*SET EXERCISE*
Output every line below exactly.

** START OF INFORMATION SUPPLIED **

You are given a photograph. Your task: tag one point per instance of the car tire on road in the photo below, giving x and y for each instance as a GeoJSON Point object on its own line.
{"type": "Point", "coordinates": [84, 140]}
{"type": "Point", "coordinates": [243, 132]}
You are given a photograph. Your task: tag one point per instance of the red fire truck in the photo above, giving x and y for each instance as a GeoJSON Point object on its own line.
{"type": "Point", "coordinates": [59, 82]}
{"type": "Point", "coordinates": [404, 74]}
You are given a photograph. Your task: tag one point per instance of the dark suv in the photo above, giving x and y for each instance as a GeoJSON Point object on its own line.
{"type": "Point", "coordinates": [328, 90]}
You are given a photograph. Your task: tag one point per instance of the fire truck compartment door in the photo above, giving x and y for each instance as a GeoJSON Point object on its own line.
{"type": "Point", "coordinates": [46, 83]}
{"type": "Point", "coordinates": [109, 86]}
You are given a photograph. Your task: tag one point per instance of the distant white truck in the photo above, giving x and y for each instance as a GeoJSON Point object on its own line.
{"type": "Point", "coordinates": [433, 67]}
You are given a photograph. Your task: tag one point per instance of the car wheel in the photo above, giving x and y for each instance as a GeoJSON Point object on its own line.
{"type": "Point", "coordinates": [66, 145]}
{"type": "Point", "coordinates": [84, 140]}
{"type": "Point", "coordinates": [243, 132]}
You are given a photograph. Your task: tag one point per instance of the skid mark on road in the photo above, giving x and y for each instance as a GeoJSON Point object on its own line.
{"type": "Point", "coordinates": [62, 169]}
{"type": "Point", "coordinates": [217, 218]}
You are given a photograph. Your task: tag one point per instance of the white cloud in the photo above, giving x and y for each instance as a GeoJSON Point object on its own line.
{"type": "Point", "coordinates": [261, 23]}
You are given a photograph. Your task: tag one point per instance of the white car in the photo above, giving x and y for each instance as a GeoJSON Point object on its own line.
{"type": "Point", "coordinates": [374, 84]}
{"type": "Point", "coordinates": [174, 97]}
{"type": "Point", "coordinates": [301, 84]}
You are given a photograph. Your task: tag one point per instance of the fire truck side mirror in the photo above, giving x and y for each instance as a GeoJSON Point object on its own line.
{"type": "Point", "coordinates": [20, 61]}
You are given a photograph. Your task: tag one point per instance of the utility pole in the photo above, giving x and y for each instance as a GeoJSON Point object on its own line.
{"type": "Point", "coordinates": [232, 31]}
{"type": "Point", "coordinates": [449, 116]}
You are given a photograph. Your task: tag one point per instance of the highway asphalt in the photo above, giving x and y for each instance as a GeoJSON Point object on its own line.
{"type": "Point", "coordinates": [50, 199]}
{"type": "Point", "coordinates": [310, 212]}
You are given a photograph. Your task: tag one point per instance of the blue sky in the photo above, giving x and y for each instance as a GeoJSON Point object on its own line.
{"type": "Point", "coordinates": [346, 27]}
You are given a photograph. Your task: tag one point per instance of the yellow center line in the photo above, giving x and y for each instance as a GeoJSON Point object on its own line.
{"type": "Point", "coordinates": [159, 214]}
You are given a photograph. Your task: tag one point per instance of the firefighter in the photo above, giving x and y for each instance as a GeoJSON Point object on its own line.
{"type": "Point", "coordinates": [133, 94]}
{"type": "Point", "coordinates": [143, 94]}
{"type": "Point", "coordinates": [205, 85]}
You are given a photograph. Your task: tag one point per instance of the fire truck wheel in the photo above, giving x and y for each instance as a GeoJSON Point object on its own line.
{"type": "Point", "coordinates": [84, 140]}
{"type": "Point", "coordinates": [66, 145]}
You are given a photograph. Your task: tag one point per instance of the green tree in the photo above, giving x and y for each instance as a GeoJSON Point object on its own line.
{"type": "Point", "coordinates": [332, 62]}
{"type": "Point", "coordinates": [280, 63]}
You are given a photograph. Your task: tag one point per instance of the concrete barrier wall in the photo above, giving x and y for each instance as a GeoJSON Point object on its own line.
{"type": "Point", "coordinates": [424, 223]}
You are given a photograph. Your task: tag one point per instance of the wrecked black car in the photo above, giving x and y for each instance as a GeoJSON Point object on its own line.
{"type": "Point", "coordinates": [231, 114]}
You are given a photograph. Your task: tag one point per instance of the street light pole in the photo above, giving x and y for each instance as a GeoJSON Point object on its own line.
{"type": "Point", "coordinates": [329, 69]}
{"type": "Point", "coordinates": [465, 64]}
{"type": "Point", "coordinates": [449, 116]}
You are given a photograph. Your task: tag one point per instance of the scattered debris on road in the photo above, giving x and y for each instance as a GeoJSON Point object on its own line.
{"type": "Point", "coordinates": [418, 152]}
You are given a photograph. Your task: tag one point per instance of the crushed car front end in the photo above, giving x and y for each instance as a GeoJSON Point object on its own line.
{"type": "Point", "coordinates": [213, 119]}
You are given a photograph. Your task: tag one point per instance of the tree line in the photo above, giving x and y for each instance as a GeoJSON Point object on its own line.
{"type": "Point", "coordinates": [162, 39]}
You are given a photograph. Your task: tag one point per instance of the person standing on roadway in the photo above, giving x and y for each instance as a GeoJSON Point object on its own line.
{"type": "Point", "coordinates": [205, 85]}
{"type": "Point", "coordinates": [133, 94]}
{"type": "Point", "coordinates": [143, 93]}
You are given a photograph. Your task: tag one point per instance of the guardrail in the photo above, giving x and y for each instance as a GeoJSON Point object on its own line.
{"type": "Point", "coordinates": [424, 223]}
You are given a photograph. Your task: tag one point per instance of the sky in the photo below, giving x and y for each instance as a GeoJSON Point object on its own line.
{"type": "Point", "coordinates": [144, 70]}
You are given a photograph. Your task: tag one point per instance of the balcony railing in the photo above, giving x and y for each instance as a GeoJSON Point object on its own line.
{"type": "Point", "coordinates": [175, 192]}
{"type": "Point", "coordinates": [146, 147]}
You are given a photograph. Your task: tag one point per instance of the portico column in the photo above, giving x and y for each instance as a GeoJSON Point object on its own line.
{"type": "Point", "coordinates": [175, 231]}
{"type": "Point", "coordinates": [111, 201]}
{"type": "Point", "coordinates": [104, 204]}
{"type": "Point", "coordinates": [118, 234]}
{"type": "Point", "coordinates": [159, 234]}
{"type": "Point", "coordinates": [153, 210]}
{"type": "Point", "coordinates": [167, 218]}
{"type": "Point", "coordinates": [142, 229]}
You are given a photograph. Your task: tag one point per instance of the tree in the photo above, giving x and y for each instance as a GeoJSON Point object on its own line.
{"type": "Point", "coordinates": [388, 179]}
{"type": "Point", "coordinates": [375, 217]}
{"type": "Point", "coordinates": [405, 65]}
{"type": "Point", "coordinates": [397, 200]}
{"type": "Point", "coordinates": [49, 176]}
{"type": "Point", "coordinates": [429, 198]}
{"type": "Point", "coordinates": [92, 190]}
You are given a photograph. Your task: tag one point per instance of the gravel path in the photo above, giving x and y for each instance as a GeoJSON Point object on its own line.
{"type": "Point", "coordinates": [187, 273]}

** END OF INFORMATION SUPPLIED **

*ANSWER BELOW*
You are given a photograph. Your task: tag one point per instance of the car tire on road in the photo below, giving x and y for each instance as a GeoJSON Point object on its own line.
{"type": "Point", "coordinates": [84, 140]}
{"type": "Point", "coordinates": [243, 132]}
You are given a photograph. Your task: tag one point per instance of the red fire truck in the photo above, giving x and y for each instance as a GeoJSON Point object on its own line.
{"type": "Point", "coordinates": [59, 82]}
{"type": "Point", "coordinates": [404, 74]}
You are given a photograph. Your task: tag one point per instance of the dark suv in the photo above, giving x and y for each instance as a GeoJSON Point object on its own line.
{"type": "Point", "coordinates": [328, 90]}
You are given a photograph. Your task: tag one point per instance of the fire truck compartment door in the photo above, giving x and y for each instance as a GeoJSON Point object on its own line.
{"type": "Point", "coordinates": [46, 83]}
{"type": "Point", "coordinates": [109, 86]}
You are given a photograph. Your task: tag one point per instance of the distant white truck in the photo above, giving x and y for each instance as a GeoJSON Point object on its own line.
{"type": "Point", "coordinates": [433, 67]}
You are given a photograph. Your task: tag one point per instance of the car wheel in the photo above, giving x and y for each instance as a GeoJSON Point object on its own line.
{"type": "Point", "coordinates": [66, 145]}
{"type": "Point", "coordinates": [84, 140]}
{"type": "Point", "coordinates": [243, 132]}
You are given a photograph. Your task: tag one point per instance of the skid mark on road in the photo above, giving x and y for each instance as a GeoJSON Point object on its own line.
{"type": "Point", "coordinates": [62, 169]}
{"type": "Point", "coordinates": [217, 218]}
You are given a photograph. Your task: tag one point per instance of the white cloud in the photo above, giving x and y for each instance as a GeoJSON Point object on its own line.
{"type": "Point", "coordinates": [261, 23]}
You are given a photograph. Your task: tag one point per instance of the white car in the photo above, giving x and y for each instance as a GeoJSON Point object on its own line.
{"type": "Point", "coordinates": [374, 84]}
{"type": "Point", "coordinates": [174, 97]}
{"type": "Point", "coordinates": [301, 84]}
You are given a photograph. Your task: tag one point per instance of the fire truck side mirror in the photo above, giving x and y for each instance as a GeoJSON Point object on its own line.
{"type": "Point", "coordinates": [20, 61]}
You are given a photograph. Your task: tag one point per instance of the utility pole in the photo above, giving x and y for each instance as a GeoJSON Point object on its own line.
{"type": "Point", "coordinates": [232, 31]}
{"type": "Point", "coordinates": [449, 116]}
You are given a photograph. Your task: tag one point per instance of the highway asphalt in the photo above, giving x and y for each instance as a GeoJSON Point object on its own line.
{"type": "Point", "coordinates": [50, 199]}
{"type": "Point", "coordinates": [310, 212]}
You are given a photograph. Your task: tag one point per instance of the blue sky in the photo above, giving x and y for each instance as a GeoJSON Point object on its own line.
{"type": "Point", "coordinates": [346, 27]}
You are given a photograph. Your task: tag one point per instance of the yellow center line in the photo above, giving x and y for each instance as a GeoJSON Point object on its own line.
{"type": "Point", "coordinates": [159, 214]}
You are given a photograph. Your task: tag one point per instance of the firefighter in the photo above, giving x and y for each instance as a GeoJSON Point object on its own line.
{"type": "Point", "coordinates": [133, 94]}
{"type": "Point", "coordinates": [143, 94]}
{"type": "Point", "coordinates": [205, 85]}
You are given a photograph. Your task: tag one point per instance of the fire truck wheel in the photo above, giving x and y for each instance as a GeoJSON Point object on its own line.
{"type": "Point", "coordinates": [84, 140]}
{"type": "Point", "coordinates": [66, 145]}
You are given a photograph. Your task: tag one point per instance of the green tree in the photo above, giving x and y for each instance as a GeoJSON Point object on its own line.
{"type": "Point", "coordinates": [332, 62]}
{"type": "Point", "coordinates": [280, 63]}
You are given a photograph. Your task: tag one point per instance of the concrete barrier wall in the photo above, giving x and y for each instance as a GeoJSON Point object on its own line.
{"type": "Point", "coordinates": [424, 223]}
You are given a photograph. Your task: tag one point per instance of the wrecked black car in the photo above, giving x and y for each instance as a GeoJSON Point object on its own line.
{"type": "Point", "coordinates": [231, 114]}
You are given a photograph. Your task: tag one point per instance of the street light pole in the photo above, giving x and y for each instance as a GeoJSON Point object on its own line.
{"type": "Point", "coordinates": [329, 69]}
{"type": "Point", "coordinates": [465, 64]}
{"type": "Point", "coordinates": [449, 116]}
You are given a photograph. Your task: tag one point per instance of the scattered debris on road in the photo above, giving x and y for each instance as a GeoJSON Point object on its own line.
{"type": "Point", "coordinates": [418, 152]}
You are given a photograph. Your task: tag one point per instance of the crushed car front end in the photo above, giving x and y for each instance as a GeoJSON Point object on its own line.
{"type": "Point", "coordinates": [213, 119]}
You are given a photograph. Your task: tag one point per instance of the tree line in the photo above, giving x and y for each instance as a GeoJSON Point object on its own line.
{"type": "Point", "coordinates": [162, 39]}
You are given a photograph. Your task: tag one point per instance of the person standing on roadway in the photo above, giving x and y for each instance as a GeoJSON Point object on its own line.
{"type": "Point", "coordinates": [205, 85]}
{"type": "Point", "coordinates": [133, 94]}
{"type": "Point", "coordinates": [143, 93]}
You are given a photograph. Your task: tag one point per instance of the guardrail in the photo above, giving x and y for each instance as a GeoJSON Point object on its own line.
{"type": "Point", "coordinates": [424, 223]}
You are given a photograph. Your task: tag one point per instance of the sky in the photo below, giving x and y for each instance as a GeoJSON Point object on its own line.
{"type": "Point", "coordinates": [144, 70]}
You are given a photograph. Your task: tag one point per instance of the balcony railing in the photo above, giving x and y for each instance as a GeoJSON Point object on its own line.
{"type": "Point", "coordinates": [175, 192]}
{"type": "Point", "coordinates": [146, 147]}
You are given a photograph. Your task: tag one point per instance of the portico column in the photo above, giving x and y for each instance as a GeoJSON Point object on its own line.
{"type": "Point", "coordinates": [175, 231]}
{"type": "Point", "coordinates": [111, 201]}
{"type": "Point", "coordinates": [104, 204]}
{"type": "Point", "coordinates": [118, 234]}
{"type": "Point", "coordinates": [159, 234]}
{"type": "Point", "coordinates": [153, 210]}
{"type": "Point", "coordinates": [167, 218]}
{"type": "Point", "coordinates": [142, 229]}
You are given a photograph. Your task: tag one point per instance of the tree in the photo above, giving x and y for each instance as a GeoJSON Point object on its own line.
{"type": "Point", "coordinates": [388, 179]}
{"type": "Point", "coordinates": [375, 217]}
{"type": "Point", "coordinates": [405, 65]}
{"type": "Point", "coordinates": [397, 200]}
{"type": "Point", "coordinates": [49, 176]}
{"type": "Point", "coordinates": [429, 198]}
{"type": "Point", "coordinates": [92, 190]}
You are given a photograph. Your task: tag one point per instance of the gravel path in the photo above, giving x and y for each instance as a GeoJSON Point object on its own line.
{"type": "Point", "coordinates": [187, 273]}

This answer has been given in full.